--- Excerpt ---
## start

Then we get to do our qualitative work. And there are a lot of very nice companies that are attractively priced today. Whether you want to put them in a value box or a growth box, technically speaking we're not as concerned about. What we want to do is buy good companies that we think will appreciate in price over the long haul, and we'll let the Morningstars of the world decide which box they go into.

Forbes: Now, dealing with human emotions, psychological, you write a lot about that. You've made the point, as others have made, that the stock market's the only place in the world where if something's going up in price people want it, and if it's going down in price they don't want it. Whereas, when you go to the supermarket, if it's gone up in price you go elsewhere for a bargain.

Buckingham: Exactly.

Forbes: Why is that?

Buckingham: Well, it's human nature. Fear and greed will drive all investment decisions. I like to say there's a pendulum that swings back and forth. We swung way too far on the greed side in the tech bubble and then we swung way to side on the fear side in 2008/2009 when we were sort of discounting Great Recession II or Great Depression even, and we didn't really have such a severe economic downturn to justify that. The emotional part of investing is something that's always there. What we try to do is to focus on market history. Stocks have delivered the best long term return, relative to T-bonds and bills and inflation.

Forbes: What about people like Gary Schilling that say since 1981 bonds have done better than equities?

Buckingham: Well, it depends what you're invested in, Steve. With our returns at 17%, 18% a year, that's better than what bonds have done. Certainly that's why I think stock picking matters, because you can't just buy an index and sit with it forever. Indexes are going to, at least from my perspective, contain many stocks that are not attractively priced.

## end

--- Objective A ---
In the interview, please write out the stretch from "Then we get" through "Why is that?", swapping "supermarket" for "grocery store".
--- Objective B ---
Answer these questions from the interview, one answer per line:
(i) Which two emotions does Buckingham say drive all investment decisions?
(ii) Since what year does Gary Schilling say bonds have done better than equities?
(iii) What yearly returns does Buckingham give for his own investments?
--- Objective C ---
Condense the interview paragraph beginning "Buckingham: Well, it's human nature." while keeping its main facts.

--- Data section ---
## start

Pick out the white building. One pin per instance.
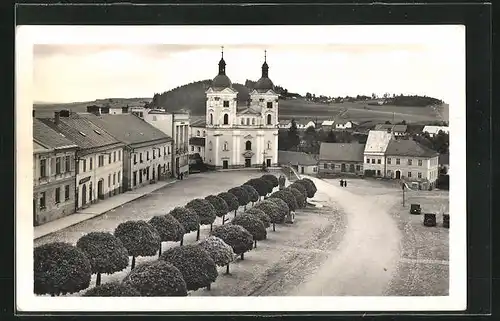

## end

--- Correct answer A ---
Then we get to do our qualitative work. And there are a lot of very nice companies that are attractively priced today. Whether you want to put them in a value box or a growth box, technically speaking we're not as concerned about. What we want to do is buy good companies that we think will appreciate in price over the long haul, and we'll let the Morningstars of the world decide which box they go into.

Forbes: Now, dealing with human emotions, psychological, you write a lot about that. You've made the point, as others have made, that the stock market's the only place in the world where if something's going up in price people want it, and if it's going down in price they don't want it. Whereas, when you go to the grocery store, if it's gone up in price you go elsewhere for a bargain.

Buckingham: Exactly.

Forbes: Why is that?

--- Correct answer B ---
(i) Fear and greed
(ii) 1981
(iii) 17% to 18% a year

--- Correct answer C ---
Human nature, namely fear and greed, drives all investment decisions, like a pendulum swinging back and forth. It swung too far toward greed in the tech bubble and too far toward fear in 2008/2009, when markets were discounting something like a second Great Recession or even a Great Depression that the downturn did not justify. Since emotion is always part of investing, the focus is on market history, which shows stocks delivering the best long-term return relative to T-bonds, bills and inflation.